[Data extracted from a collection]
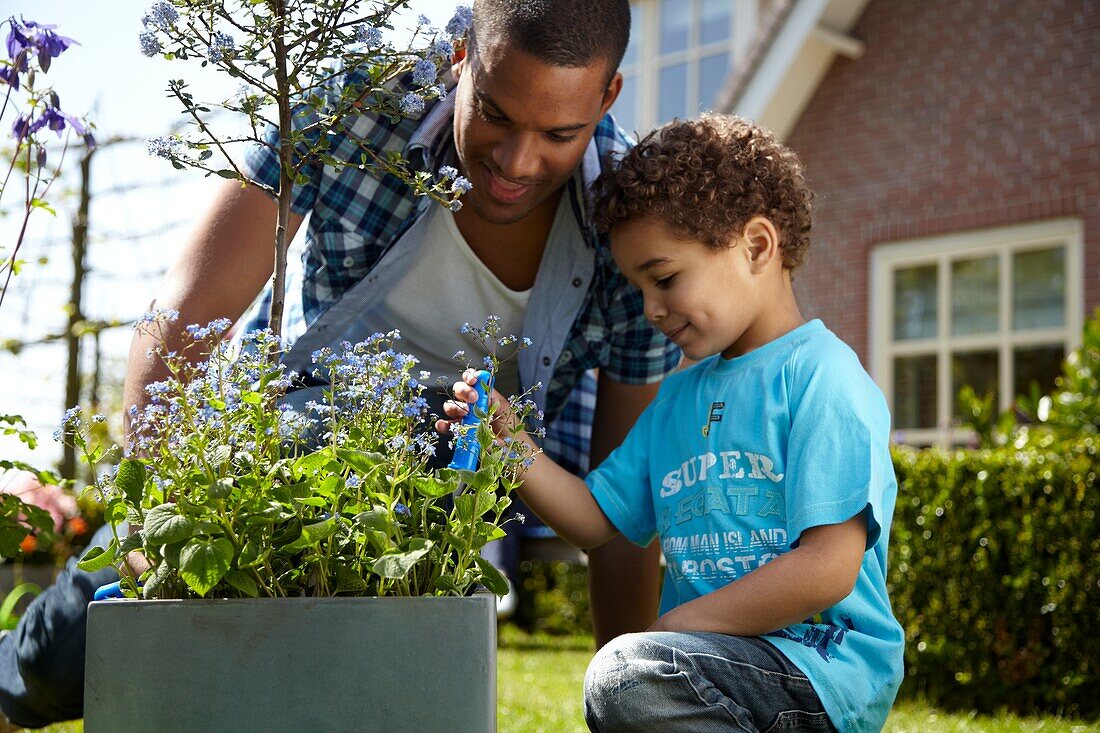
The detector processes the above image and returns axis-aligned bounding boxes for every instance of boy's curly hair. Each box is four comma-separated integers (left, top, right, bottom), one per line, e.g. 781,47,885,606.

593,114,813,270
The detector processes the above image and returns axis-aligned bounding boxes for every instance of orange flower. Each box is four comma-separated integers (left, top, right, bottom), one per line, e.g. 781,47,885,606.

67,516,89,536
19,534,37,554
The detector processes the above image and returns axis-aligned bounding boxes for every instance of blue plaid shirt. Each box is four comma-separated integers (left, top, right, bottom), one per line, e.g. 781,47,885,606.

240,69,681,476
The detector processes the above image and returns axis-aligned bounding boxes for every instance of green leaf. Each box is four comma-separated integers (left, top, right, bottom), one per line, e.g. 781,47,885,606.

163,540,184,569
412,475,454,499
454,489,495,523
214,169,238,179
353,506,391,533
273,481,311,502
179,537,233,596
144,503,197,546
337,449,386,473
104,496,128,525
334,563,368,593
302,517,338,543
225,569,259,597
208,445,232,468
238,540,266,568
474,555,510,597
29,198,56,215
315,474,340,499
372,538,432,580
433,575,460,594
77,542,118,572
293,450,331,477
142,562,172,599
209,478,234,500
114,459,147,506
119,530,145,555
241,391,262,405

> [Your assignment]
Write out the data above exactly, minus any images.

> [Your response]
The detector processes the above image and returns axis-aligned bounding boxes for every instance of boy's curly hair. Each box is four comma-separated integers (left, top, right, bottom), one per line, e.g. 781,47,885,606.

593,114,813,270
The detector processes the above image and returns axis-aligned bounding boxes for every instance of orange flower. Each box is four comma-separated integers (left, top, right, bottom), one per line, e.g. 781,47,885,606.

67,516,89,536
19,534,37,554
The detector processes the above image and returns axis-aligned bounding boxes for every instance of blue plaid shirt. Each box is four comma-separated integers (left, top, right, bottom), one per line, e.g. 781,47,885,606.

240,69,681,476
The detector processes the above image and returns axis-aligned bounding boxes for every instance of green leaf. Each box is four comma-separated integers (left, top, right, bottom), one per line, e.g. 781,47,885,606.

163,540,184,569
412,475,454,499
454,489,495,523
214,169,238,179
353,506,391,533
273,481,311,502
179,537,233,596
144,503,197,546
337,449,386,473
104,496,128,525
334,563,368,593
302,517,338,543
225,569,259,597
208,445,232,468
238,540,266,568
474,555,510,597
29,198,56,215
315,474,340,499
372,538,432,580
433,575,460,594
77,542,118,572
293,450,331,477
142,562,172,599
209,478,234,500
114,459,147,506
119,530,145,555
241,391,262,405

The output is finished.